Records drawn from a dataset
● ● ●
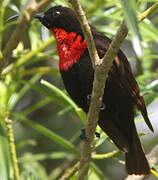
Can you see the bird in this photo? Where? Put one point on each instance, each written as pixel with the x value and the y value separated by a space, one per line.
pixel 121 94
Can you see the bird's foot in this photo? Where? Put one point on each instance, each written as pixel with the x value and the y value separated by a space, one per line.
pixel 89 101
pixel 84 138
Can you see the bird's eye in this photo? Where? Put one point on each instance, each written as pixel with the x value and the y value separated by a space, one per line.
pixel 56 13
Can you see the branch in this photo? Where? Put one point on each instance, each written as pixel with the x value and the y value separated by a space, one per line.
pixel 24 23
pixel 87 32
pixel 152 159
pixel 101 70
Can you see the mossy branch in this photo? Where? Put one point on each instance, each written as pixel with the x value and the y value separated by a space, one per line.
pixel 101 70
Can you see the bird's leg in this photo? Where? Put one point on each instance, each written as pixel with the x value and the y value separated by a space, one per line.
pixel 89 101
pixel 84 138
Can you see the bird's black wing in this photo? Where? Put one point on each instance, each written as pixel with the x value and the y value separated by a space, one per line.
pixel 122 74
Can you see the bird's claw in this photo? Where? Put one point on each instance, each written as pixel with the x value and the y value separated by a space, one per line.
pixel 89 101
pixel 84 138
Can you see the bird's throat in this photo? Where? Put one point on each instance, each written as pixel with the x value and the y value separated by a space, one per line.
pixel 70 47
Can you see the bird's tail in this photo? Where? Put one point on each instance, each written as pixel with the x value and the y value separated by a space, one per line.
pixel 136 162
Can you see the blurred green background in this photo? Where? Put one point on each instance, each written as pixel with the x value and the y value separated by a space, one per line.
pixel 46 123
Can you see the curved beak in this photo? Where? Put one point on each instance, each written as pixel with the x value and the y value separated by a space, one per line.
pixel 14 17
pixel 39 16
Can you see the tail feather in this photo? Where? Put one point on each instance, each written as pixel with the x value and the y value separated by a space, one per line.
pixel 136 162
pixel 141 106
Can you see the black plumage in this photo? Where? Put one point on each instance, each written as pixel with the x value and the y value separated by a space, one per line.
pixel 121 95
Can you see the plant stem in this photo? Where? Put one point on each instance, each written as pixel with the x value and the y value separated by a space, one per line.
pixel 149 11
pixel 12 147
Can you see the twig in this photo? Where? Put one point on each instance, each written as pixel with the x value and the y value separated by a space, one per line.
pixel 101 70
pixel 24 23
pixel 12 147
pixel 152 159
pixel 87 32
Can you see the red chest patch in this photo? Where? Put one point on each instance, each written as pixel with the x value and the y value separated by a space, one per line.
pixel 69 47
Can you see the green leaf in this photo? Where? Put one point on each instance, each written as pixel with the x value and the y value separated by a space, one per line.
pixel 6 171
pixel 129 9
pixel 51 135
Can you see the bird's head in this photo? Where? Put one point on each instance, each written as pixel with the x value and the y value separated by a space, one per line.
pixel 60 17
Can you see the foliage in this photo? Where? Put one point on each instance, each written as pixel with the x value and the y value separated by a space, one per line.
pixel 26 99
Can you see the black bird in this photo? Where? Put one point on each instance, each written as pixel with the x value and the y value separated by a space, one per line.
pixel 121 94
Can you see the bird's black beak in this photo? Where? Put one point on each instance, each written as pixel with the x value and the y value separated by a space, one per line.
pixel 12 18
pixel 39 16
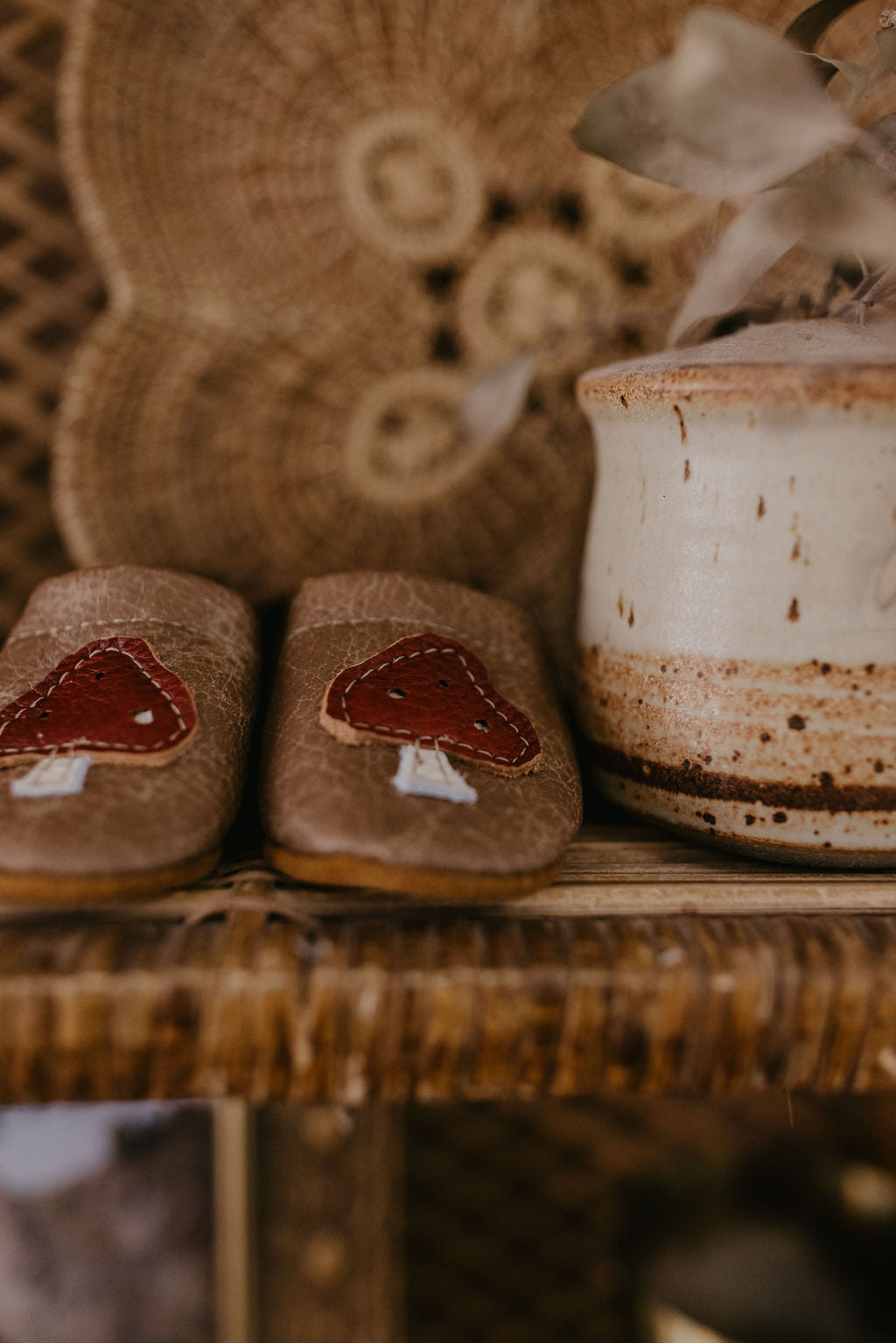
● ● ●
• _EXERCISE OBJECTIVE_: Write out the data in full and exactly as given, though without the images.

• _ANSWER BOX_:
Can you see the bird in this photo? Where? Put one point on each instance, each written as pixel with the x value and the y value separated by a space, one per line.
pixel 121 94
Can you see the bird's foot in this photo? Where? Put one point on each instance, each written as pixel with the x value and the y value separated by a space, one per line.
pixel 89 101
pixel 84 138
Can you see the bird's eye in this photo? Where? Put one point on each instance, each written as pixel with the x value and the y value separated by a space, one per line.
pixel 56 13
Can you see the branch in this photo? Where? Put one point on each instance, each written as pixel with the x value and the y value separated by a space, one per line.
pixel 24 23
pixel 87 32
pixel 152 159
pixel 101 70
Can you see the mossy branch in this photo? Where? Put one point on each instance, each written as pixel with the x value and the y value separated by a space, one per line.
pixel 101 70
Can you see the bird's leg in this photo? Where? Put one point on each instance, each written as pixel with the x value and the y value separated by a space, one per line.
pixel 89 101
pixel 84 138
Can you see the bird's black wing in this photo? Where? Put one point on each instance, each written as pixel with the x value and the y value separated by a space, one per line.
pixel 122 74
Can you see the bird's claw in this photo? Where? Put one point on each instance, each written as pixel with the x value and the y value separated by a space, one per line.
pixel 89 101
pixel 84 138
Can you see the bird's throat in this photo? Where? Put one point on each instance, each written as pixel with the x value and the y value separated by a space, one per line.
pixel 70 47
Can you see the bird's tail in this photo? Where? Put one point on each instance, each written as pixel with the x value and the y value separated by a space, one per line.
pixel 136 162
Can you see the blurred green background in this photo? Where? Put one point on each instance, each written as pixel with the x value and the y value separated by a space, one per line.
pixel 46 123
Can you see the curved beak in this photo? Where? Put one point on each instance, each written as pixel with the x value and the y value separated by a space, one per line.
pixel 14 17
pixel 39 16
Can you see the tail feather in this photo? Where? Put one point on each instance, each written as pixel with the x value and the y value separated by a space, one per line.
pixel 136 162
pixel 141 106
Can you see the black plumage in this photo? Where? Put one point on each instance, each written as pixel with the x value and the y value separated by a space, one per line.
pixel 121 95
Can you see the plant stem in this photo? Where? Put one point on each instance, each written as pixel with the x value and the y value separated by a space, one per line.
pixel 149 11
pixel 12 147
Can you see the twig in this photo? Where? Put one point on each instance, each written as pixel with the x value and the y value separated by a space, one per line.
pixel 101 70
pixel 24 23
pixel 12 147
pixel 152 159
pixel 87 32
Can you see the red chest patch in this photo? Where? Put one point on each instance, each written as pixel with the x value and the y value separated by a space, one per line.
pixel 69 47
Can you see the green leaf in this photo? Where? Put one point on each instance, each written as pixel with the x value and the y value separated by a space, one per line.
pixel 6 171
pixel 129 9
pixel 51 135
Can you see the bird's head in this photo? Where? Put one point on each instance, each written as pixel with the x value and the y value separated by a space, one per line.
pixel 60 17
Can you see the foliage in this photo? Where? Put one point on each instance, each written as pixel with the x value and the y value separated by a space, one per line.
pixel 26 99
Can you see the black bird in this photo? Where? Put one point on each instance, each written as pixel with the x value and the y value separated by a space, one per line.
pixel 121 94
Can you see the bird's black beak in this photo? Where? Put one point on each instance, each written as pixel with the x value and the y value separated by a space, one per line.
pixel 12 18
pixel 39 16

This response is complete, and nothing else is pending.